* **What the task requires**: How many lines of the records contain the word "body"? Reply with the number only.

====== Input data ======

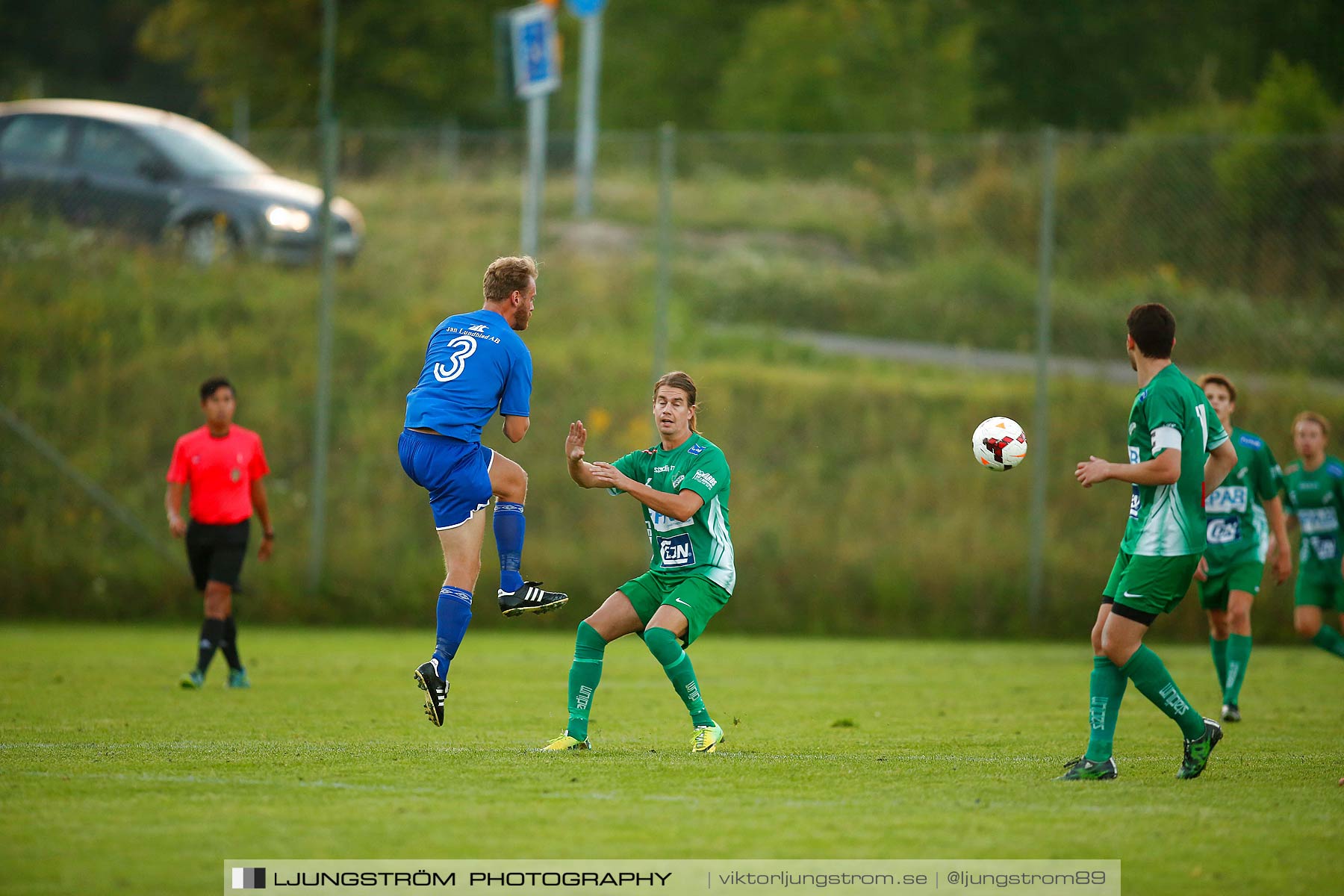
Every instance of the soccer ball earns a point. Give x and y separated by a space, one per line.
999 444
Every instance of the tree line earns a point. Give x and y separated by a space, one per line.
750 65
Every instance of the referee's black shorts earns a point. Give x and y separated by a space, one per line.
217 553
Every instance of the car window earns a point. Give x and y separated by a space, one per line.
112 148
35 137
201 152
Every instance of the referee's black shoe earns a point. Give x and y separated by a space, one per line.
435 688
531 598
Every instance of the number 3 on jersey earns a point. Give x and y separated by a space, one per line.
463 348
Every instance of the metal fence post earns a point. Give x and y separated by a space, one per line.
316 559
585 147
1041 421
667 171
242 120
449 149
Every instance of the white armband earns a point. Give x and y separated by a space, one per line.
1166 437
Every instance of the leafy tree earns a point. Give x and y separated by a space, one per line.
396 62
1101 65
853 66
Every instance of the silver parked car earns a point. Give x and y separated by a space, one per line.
158 175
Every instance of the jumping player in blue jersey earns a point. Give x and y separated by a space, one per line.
475 364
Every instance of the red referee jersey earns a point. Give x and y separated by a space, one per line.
220 472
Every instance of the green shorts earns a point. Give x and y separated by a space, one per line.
1327 594
1151 585
694 595
1243 576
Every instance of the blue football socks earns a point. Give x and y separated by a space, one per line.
510 527
453 615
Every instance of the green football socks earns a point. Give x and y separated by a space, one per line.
1219 650
1148 673
1108 688
585 673
676 664
1330 641
1238 657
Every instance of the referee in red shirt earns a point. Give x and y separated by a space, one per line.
223 464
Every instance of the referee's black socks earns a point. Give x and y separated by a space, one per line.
228 645
211 635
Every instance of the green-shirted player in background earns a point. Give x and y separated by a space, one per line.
682 485
1242 514
1315 487
1172 430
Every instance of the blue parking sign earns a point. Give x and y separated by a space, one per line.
585 7
537 65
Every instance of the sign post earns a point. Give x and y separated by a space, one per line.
585 131
537 74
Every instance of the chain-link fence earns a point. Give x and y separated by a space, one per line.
853 304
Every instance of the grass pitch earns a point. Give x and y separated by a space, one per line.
114 781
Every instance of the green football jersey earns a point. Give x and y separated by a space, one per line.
700 546
1316 497
1169 413
1236 528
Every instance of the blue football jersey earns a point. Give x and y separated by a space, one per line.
475 364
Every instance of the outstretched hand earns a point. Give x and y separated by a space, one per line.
576 442
1092 472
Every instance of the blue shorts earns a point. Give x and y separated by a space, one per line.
456 474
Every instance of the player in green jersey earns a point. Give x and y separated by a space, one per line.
1242 514
1315 487
682 485
1172 430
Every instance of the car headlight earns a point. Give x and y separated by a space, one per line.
285 218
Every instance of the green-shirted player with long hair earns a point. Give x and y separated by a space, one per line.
1176 450
1243 512
682 485
1315 487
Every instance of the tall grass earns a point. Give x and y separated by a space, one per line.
856 507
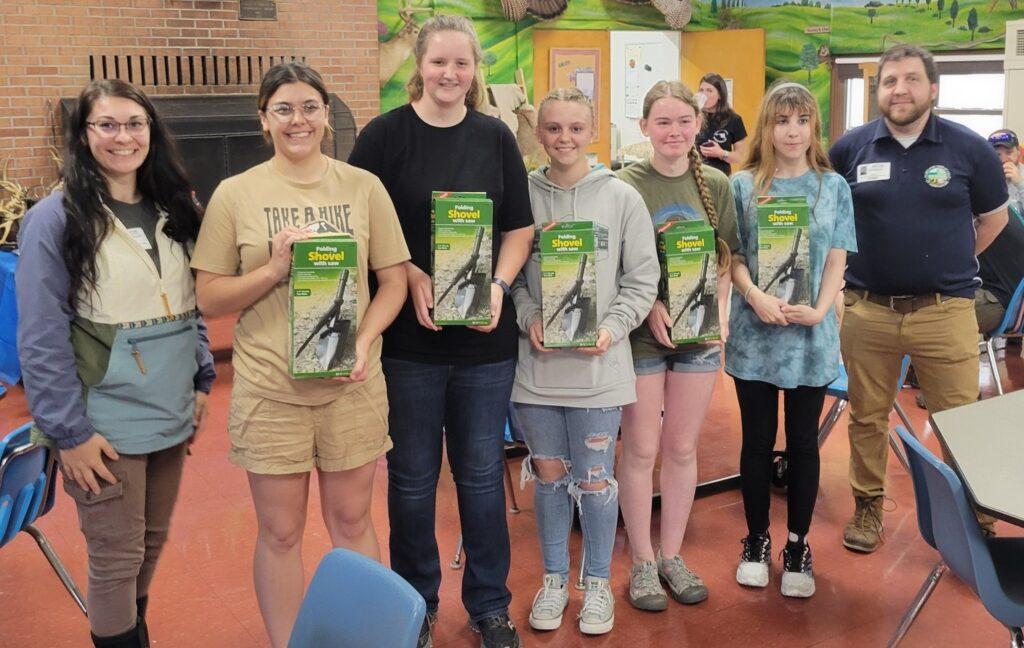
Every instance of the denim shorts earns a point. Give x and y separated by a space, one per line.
695 358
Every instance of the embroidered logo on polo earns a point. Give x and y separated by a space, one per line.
937 176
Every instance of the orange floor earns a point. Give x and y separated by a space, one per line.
203 593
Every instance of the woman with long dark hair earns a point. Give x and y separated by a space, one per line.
116 361
722 137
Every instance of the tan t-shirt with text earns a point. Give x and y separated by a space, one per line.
245 212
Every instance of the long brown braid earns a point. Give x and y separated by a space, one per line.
722 249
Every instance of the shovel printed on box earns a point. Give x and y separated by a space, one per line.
333 331
469 282
573 307
695 306
790 275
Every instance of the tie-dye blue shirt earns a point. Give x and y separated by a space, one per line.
793 355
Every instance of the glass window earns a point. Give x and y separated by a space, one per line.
854 102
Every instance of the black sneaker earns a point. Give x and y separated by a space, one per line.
798 578
498 632
755 561
425 641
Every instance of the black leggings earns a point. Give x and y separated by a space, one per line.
759 414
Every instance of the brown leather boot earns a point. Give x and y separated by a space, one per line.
863 531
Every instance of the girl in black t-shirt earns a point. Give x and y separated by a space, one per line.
451 385
722 139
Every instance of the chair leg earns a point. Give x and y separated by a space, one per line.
457 561
919 602
57 566
992 365
511 486
830 420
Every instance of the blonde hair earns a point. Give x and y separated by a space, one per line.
572 95
676 90
783 98
475 98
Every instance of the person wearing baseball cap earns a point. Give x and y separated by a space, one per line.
1008 146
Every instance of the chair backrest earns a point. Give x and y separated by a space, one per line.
356 602
1013 320
955 529
24 475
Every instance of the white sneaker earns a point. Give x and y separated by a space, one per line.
598 613
549 604
798 577
755 561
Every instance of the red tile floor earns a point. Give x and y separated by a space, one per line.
203 594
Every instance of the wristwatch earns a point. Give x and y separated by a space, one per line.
505 287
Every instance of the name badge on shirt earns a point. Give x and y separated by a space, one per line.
873 171
140 238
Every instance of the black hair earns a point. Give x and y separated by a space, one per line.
161 179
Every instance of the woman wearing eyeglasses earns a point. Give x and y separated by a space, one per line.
281 429
116 361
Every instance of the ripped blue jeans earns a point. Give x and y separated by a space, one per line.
584 439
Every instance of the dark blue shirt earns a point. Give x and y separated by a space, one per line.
914 208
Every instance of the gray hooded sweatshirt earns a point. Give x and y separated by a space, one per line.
627 284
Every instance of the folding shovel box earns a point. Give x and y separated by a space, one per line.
568 284
324 296
461 235
783 248
689 281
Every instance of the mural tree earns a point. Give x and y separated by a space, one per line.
809 59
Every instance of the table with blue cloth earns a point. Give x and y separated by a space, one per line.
10 369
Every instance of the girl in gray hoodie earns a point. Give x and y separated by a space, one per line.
568 401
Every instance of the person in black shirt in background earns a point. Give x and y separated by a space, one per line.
722 140
451 384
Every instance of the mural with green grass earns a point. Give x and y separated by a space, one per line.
800 34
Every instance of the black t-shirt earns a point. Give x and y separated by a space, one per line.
1001 264
726 130
139 216
413 159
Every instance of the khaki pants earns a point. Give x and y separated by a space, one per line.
942 340
125 527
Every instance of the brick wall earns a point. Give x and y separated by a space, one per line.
45 49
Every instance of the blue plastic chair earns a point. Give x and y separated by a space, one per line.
1011 327
992 567
839 389
355 602
28 480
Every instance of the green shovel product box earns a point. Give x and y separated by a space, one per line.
568 284
324 306
461 236
689 281
783 248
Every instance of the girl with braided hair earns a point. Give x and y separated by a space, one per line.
781 347
678 381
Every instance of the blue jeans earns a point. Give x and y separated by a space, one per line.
465 406
585 441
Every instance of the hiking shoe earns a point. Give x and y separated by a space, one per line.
598 613
498 632
424 640
863 531
645 591
798 579
684 586
549 604
754 562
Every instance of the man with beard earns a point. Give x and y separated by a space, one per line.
928 197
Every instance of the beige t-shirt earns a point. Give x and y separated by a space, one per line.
245 213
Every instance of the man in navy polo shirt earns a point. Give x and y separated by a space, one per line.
928 197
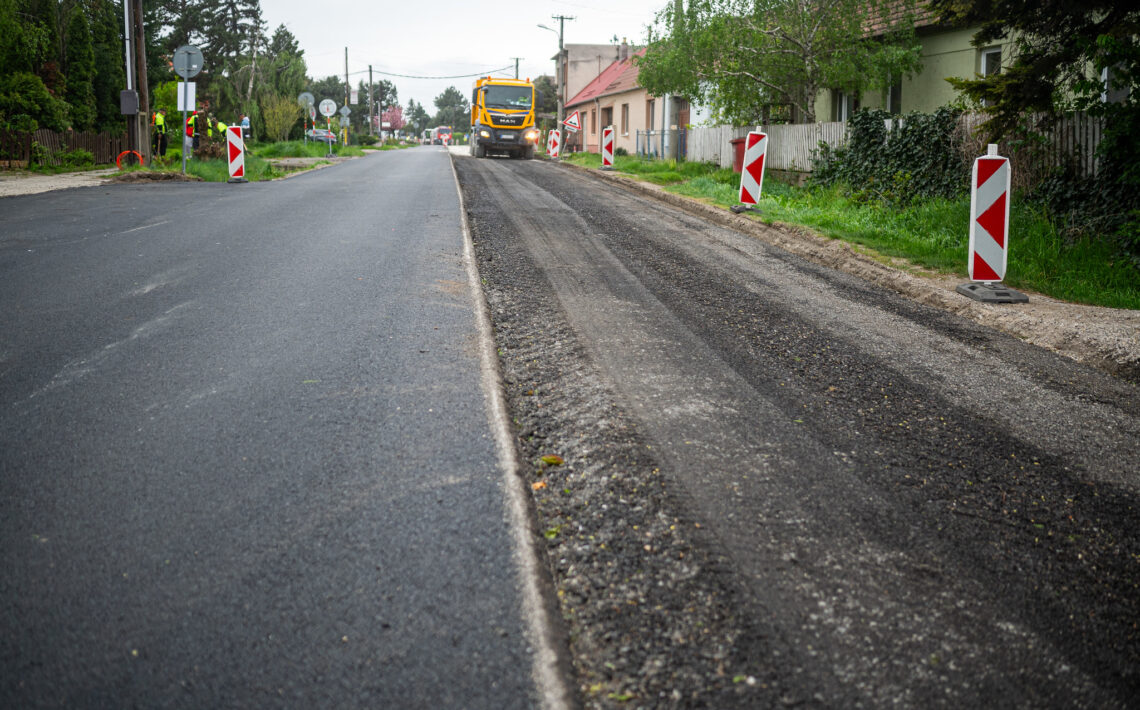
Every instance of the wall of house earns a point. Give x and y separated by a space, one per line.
944 55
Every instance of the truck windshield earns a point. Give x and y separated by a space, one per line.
507 97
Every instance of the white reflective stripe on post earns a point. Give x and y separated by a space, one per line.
751 174
990 180
236 148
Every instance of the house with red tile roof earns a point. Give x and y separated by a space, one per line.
615 98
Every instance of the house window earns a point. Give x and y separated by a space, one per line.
843 105
895 98
991 62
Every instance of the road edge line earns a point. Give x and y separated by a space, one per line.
548 664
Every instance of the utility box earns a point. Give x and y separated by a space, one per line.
129 101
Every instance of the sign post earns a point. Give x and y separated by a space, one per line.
608 147
751 176
988 254
187 65
327 108
235 147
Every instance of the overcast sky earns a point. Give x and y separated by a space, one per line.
449 38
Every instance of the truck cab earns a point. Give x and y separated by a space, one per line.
503 117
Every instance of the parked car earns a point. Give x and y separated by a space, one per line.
322 133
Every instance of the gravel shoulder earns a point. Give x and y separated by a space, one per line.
763 483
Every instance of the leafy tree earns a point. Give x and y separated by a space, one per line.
281 114
80 70
746 57
418 120
1067 56
452 108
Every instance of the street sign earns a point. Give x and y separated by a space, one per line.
990 218
608 147
751 177
187 60
573 122
187 95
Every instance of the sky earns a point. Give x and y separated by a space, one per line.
449 38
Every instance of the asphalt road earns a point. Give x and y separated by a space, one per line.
245 454
866 502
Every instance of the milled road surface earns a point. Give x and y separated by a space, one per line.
245 456
783 486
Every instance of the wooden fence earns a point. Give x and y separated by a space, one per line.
1071 144
16 148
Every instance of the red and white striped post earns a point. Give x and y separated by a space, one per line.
988 252
751 174
608 147
236 151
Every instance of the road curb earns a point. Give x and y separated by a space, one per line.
1101 337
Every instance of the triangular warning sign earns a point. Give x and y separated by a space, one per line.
572 122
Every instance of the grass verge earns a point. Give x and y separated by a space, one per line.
930 234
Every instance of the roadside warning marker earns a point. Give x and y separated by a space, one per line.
608 147
990 230
236 151
988 218
751 177
573 122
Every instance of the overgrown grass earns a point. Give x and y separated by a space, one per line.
931 234
300 148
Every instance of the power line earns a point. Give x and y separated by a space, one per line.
455 76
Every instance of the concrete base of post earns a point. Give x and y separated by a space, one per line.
992 293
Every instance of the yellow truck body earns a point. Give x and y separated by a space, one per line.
503 117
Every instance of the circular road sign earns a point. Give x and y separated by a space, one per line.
187 60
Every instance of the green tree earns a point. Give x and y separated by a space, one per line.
281 114
80 71
417 117
747 57
452 108
1067 56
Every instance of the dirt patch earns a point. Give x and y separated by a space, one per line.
146 176
1104 337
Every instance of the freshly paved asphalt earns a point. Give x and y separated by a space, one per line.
244 453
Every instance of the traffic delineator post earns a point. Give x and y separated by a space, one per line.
235 147
988 253
608 147
751 176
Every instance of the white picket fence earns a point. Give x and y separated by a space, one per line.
1072 143
790 146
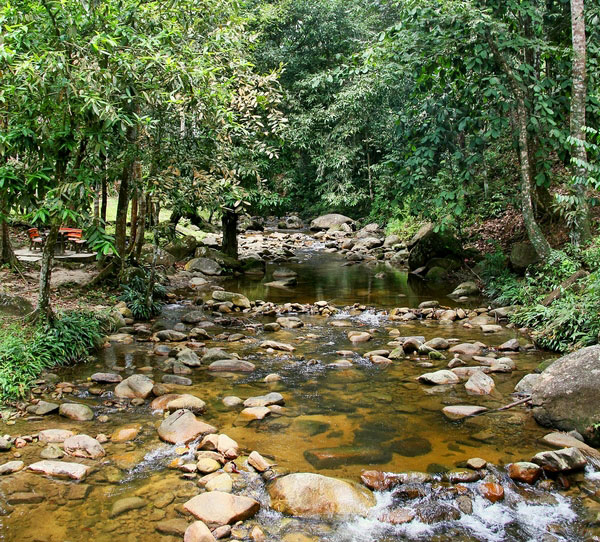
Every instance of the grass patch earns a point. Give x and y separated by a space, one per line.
26 351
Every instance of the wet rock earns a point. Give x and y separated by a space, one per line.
238 300
258 462
512 345
277 346
231 366
41 408
177 380
11 467
189 357
330 458
136 386
566 395
54 435
173 527
524 471
106 378
290 322
254 413
76 411
567 459
232 401
221 482
219 508
176 401
126 433
527 383
467 349
442 377
171 335
411 446
84 446
491 491
198 532
182 427
273 398
306 495
480 384
60 469
125 505
397 516
458 412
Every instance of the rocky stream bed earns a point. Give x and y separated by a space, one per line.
311 400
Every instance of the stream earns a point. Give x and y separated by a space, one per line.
336 422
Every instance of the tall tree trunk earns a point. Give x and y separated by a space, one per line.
141 227
44 310
581 228
229 222
539 242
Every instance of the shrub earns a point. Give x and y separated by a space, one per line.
26 352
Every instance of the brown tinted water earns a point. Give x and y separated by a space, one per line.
371 416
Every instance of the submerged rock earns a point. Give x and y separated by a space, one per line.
306 494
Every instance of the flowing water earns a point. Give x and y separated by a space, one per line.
366 416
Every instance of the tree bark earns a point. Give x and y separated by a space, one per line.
581 228
43 309
229 222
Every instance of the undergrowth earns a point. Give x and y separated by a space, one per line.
27 351
573 319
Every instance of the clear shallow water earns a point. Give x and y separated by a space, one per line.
372 417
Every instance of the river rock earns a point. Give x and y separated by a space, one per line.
126 505
219 508
188 357
480 384
176 401
198 532
83 446
11 467
566 394
106 378
182 427
76 411
171 335
326 222
273 398
238 300
204 265
458 412
307 495
232 366
563 460
136 386
60 469
277 346
524 471
437 378
54 435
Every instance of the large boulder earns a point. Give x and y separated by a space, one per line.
428 244
307 494
566 394
522 255
327 222
182 247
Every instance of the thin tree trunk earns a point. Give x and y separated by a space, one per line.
43 309
141 227
229 222
581 228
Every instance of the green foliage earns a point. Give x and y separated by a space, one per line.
25 353
144 299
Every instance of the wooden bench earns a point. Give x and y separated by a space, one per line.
35 239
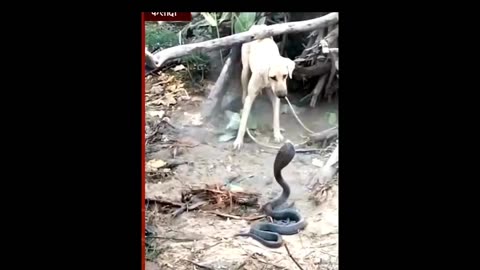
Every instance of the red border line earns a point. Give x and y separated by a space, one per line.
143 142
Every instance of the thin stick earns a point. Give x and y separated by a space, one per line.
236 217
296 117
293 259
198 265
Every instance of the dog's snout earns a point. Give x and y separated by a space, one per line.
281 94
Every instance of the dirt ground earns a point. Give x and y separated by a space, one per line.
202 240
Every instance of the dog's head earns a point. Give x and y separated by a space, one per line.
277 75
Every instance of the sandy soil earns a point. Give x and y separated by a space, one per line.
196 239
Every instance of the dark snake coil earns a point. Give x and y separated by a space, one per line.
270 234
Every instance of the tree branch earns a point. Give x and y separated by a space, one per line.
225 42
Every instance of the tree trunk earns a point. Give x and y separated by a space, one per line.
214 100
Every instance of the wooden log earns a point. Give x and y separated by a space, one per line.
318 69
318 89
326 173
228 41
324 135
215 97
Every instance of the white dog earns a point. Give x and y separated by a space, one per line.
268 69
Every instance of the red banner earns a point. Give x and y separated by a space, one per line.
168 16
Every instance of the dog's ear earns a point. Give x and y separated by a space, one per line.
290 67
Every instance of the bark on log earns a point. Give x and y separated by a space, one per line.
318 69
327 172
225 42
318 89
214 100
323 135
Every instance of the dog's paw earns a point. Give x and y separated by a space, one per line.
237 144
278 137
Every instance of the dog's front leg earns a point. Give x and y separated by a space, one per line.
277 135
249 99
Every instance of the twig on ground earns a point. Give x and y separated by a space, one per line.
172 238
236 217
290 255
198 265
160 201
254 256
188 207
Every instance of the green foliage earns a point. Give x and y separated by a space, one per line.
165 37
157 37
331 118
244 21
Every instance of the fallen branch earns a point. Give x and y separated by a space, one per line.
214 100
160 201
228 41
323 178
318 69
236 217
324 135
186 207
198 265
318 89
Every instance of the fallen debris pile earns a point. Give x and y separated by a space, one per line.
210 197
166 91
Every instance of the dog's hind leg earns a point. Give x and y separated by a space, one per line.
277 135
245 70
249 99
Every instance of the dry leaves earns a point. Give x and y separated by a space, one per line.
166 91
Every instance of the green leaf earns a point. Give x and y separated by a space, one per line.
209 18
252 122
234 122
262 20
225 16
227 136
332 118
244 21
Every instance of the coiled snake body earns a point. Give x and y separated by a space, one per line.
269 234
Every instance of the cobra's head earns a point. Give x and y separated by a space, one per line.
284 156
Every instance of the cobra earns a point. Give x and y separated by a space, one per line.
270 234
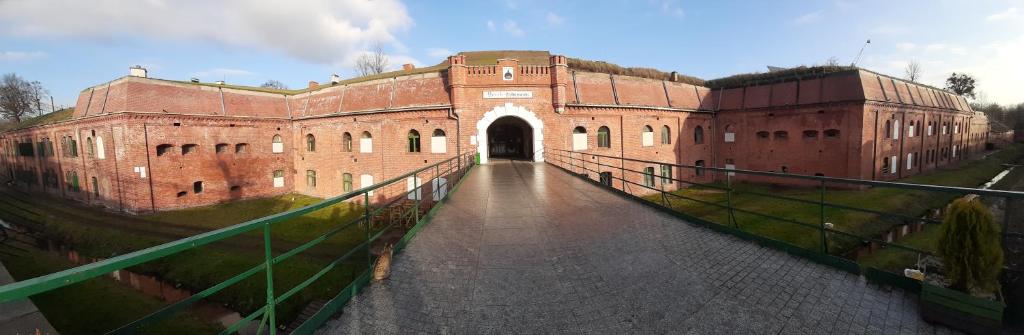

======

* **Complete answer**: 2